Task goal
Return each line of the entries that holds the string "query".

Given data
* * * * * * * * *

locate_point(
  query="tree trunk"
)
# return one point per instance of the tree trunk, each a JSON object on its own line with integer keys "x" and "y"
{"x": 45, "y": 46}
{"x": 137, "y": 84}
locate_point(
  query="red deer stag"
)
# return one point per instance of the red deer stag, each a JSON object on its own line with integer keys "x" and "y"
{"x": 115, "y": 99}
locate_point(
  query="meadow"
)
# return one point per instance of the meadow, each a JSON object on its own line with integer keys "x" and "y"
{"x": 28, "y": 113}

* * * * * * * * *

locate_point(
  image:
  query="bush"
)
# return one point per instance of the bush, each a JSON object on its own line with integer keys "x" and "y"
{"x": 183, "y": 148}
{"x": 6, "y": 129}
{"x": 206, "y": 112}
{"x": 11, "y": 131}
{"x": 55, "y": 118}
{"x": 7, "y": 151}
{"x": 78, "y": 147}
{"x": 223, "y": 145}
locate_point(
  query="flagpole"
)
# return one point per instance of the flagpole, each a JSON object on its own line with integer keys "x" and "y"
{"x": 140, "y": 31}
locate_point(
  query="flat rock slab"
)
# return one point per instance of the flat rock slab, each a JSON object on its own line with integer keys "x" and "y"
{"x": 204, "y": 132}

* * * * * * * * *

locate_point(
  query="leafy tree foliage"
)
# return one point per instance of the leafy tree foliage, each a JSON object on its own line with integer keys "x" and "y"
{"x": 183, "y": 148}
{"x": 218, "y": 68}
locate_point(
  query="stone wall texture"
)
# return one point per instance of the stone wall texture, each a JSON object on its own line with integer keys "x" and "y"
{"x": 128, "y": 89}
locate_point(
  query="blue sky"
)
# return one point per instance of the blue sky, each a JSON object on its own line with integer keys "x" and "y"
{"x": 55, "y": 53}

* * * * * * * * *

Answer box
  query="tree trunk"
  query="red deer stag"
  query="meadow"
  query="bush"
  query="flagpole"
  query="flat rock slab"
  query="leafy tree foliage"
  query="stone wall texture"
  query="blue sky"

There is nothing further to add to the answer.